Listed records
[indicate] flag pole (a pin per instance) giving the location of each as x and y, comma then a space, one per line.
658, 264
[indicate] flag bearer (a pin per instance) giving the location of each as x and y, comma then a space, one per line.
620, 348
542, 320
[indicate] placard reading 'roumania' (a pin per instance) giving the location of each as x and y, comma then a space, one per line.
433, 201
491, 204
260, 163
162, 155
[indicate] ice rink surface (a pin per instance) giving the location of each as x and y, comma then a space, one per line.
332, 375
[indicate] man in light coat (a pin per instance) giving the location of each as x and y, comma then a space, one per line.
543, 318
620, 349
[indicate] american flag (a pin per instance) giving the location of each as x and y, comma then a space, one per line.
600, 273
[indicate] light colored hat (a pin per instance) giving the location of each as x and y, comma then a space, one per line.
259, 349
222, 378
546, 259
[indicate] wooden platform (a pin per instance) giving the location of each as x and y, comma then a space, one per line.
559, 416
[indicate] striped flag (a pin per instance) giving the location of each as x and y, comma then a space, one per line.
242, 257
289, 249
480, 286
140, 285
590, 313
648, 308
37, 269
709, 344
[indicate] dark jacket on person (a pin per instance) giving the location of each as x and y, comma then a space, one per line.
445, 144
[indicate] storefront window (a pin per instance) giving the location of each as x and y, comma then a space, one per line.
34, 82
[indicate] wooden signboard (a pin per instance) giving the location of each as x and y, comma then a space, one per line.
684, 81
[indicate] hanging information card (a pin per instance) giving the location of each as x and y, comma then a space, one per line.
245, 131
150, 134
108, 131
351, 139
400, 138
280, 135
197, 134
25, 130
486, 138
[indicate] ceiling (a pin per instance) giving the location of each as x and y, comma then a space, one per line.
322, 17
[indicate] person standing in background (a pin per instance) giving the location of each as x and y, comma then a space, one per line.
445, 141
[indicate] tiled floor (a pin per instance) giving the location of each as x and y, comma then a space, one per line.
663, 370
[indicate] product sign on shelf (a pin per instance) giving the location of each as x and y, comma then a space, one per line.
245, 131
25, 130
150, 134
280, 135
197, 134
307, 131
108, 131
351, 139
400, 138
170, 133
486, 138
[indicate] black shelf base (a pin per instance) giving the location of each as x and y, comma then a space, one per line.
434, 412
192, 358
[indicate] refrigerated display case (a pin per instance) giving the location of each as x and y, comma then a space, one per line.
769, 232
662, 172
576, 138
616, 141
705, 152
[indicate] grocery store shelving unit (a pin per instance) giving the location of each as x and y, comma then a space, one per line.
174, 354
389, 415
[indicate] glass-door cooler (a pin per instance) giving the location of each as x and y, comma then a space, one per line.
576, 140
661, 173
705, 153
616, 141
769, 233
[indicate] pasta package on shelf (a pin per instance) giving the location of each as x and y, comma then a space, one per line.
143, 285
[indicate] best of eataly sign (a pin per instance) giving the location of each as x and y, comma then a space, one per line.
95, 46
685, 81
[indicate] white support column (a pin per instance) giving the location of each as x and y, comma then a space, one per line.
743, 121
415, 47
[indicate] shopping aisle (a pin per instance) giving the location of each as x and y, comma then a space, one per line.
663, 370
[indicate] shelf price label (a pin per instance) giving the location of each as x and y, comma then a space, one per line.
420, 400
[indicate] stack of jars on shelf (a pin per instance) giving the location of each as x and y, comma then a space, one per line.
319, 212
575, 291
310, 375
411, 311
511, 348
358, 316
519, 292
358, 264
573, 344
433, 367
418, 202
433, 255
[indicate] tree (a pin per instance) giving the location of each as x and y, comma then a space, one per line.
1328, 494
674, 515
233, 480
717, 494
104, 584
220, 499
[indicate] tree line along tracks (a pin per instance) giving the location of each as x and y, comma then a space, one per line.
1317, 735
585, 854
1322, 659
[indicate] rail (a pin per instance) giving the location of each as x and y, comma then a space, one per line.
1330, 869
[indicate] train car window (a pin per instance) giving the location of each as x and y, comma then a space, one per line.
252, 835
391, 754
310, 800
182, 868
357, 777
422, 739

Work required
Write out every line of the material exactly as it appears.

Task answer
[indicate] flag pole (a pin per instance) giving the location of each as x and y, comma then a space, one per line.
658, 264
[indicate] flag bearer (a pin per instance) giving the location of each as x and y, comma then a space, one per line.
620, 348
542, 320
[indicate] placard reading 'roumania' (a pin per instance) giving the location of each as x and y, comma then a space, one per line.
433, 201
491, 204
260, 163
162, 155
[indicate] ice rink surface (a pin per instance) giving the location of each as x and y, comma then a space, one per line.
332, 375
[indicate] man in light coat (a pin per instance) giving the location of each as x and y, comma then a space, one per line.
543, 318
620, 349
[indicate] american flag (a pin per instance) giving the location of each as x and y, comma then a space, one per line.
600, 273
[indicate] light colored hat (a pin per instance) giving the location of each as x and y, comma then a space, one per line.
259, 349
222, 378
546, 259
[indicate] wooden platform (a pin per instance) giving the location of each as x and y, comma then a space, one per line.
559, 416
[indicate] striped flag (a pin per instance) giving the location of each as x and y, comma then a space, one per line.
242, 257
289, 249
480, 286
140, 285
590, 313
648, 308
37, 269
709, 344
[indicate] dark jacket on person (a pin per instance) giving the location of each as x and y, comma then a space, one per line.
445, 144
[indicate] storefront window (a pin per instance) giving the location of each as x and y, comma then a space, one per line.
34, 82
[indicate] wooden signboard (a pin per instance) giving the location of each as x and y, comma then a space, one per line.
684, 81
[indicate] hanging information card (a pin per instance) giving the location of each as x and y, comma then a space, one per line.
245, 131
150, 134
108, 131
351, 139
400, 138
280, 135
197, 134
25, 130
486, 138
[indicate] ceiling (a pin per instance) giving the location of each as x and y, comma then a space, one per line.
322, 17
[indicate] person standing in background (a pin per instance) giving the location of each as x and y, comma then a space, one per line.
445, 141
[indicate] tiled floor (a pin per instance) giving the location of each as x and y, comma then a space, one per line.
663, 370
[indicate] product sign on shelf (a pin per instance) giving the location of each as x and y, comma then a space, one per line.
245, 131
25, 130
150, 134
280, 135
197, 134
307, 131
108, 131
351, 139
400, 138
170, 133
486, 138
[indicate] black shelf base (a pin per instance) giving the location of each as x and y, comma then a space, one per line.
434, 412
192, 358
[indicate] refrigerated display case (a pin per instance) giving the location of each as x and y, comma then a space, one per line.
769, 232
662, 172
576, 138
616, 141
705, 152
[indicate] grocery store shelving unit (a pin per instance) giving the location of each as x and y, comma then a space, one per line.
174, 354
389, 415
[indicate] glass-door cooler (a pin per instance) giving the location of each as x and y, comma then a space, one per line.
576, 140
661, 173
705, 153
616, 141
769, 233
[indicate] pasta package on shelf (a pin per instance) giving the location of each as x and y, comma then a space, one per line.
143, 285
[indicate] best of eataly sign (a pin per instance) giving the location of each as x and y, comma then a space, one per line.
95, 46
685, 81
[indicate] white support column (a pin per instance) giving the location of each as x and y, comma then a space, one per line.
743, 121
415, 47
[indicate] shopping aisle (a pin per instance) giving the location of each as x and y, comma then a space, one per line.
663, 370
[indicate] shelf price label (a pin per instance) giving the location of each as x and y, comma then a space, one per line.
420, 400
[indicate] stack of jars on shelf (a pin per instance) giving the location of each as x and y, comma then a space, one per line.
319, 212
575, 291
310, 375
411, 311
511, 348
358, 316
519, 292
358, 264
573, 344
433, 367
418, 202
433, 255
[indicate] tree (a pin per instance) giving the location of each as x and y, comma then a space, one per line.
1328, 494
674, 515
233, 480
717, 494
104, 584
220, 499
[indicate] tree line along tracks (a pin per instance) giving the location of each as x and y, comma then a space, one per line.
1317, 735
585, 854
1322, 659
[indicate] rail (a pin per instance) giving the location of each as x and y, comma then a space, one per line.
1330, 869
[indicate] train car window (a pin per instance) giving the location of each as x and y, comma then a space, one per line.
252, 835
391, 754
310, 800
182, 868
357, 777
422, 739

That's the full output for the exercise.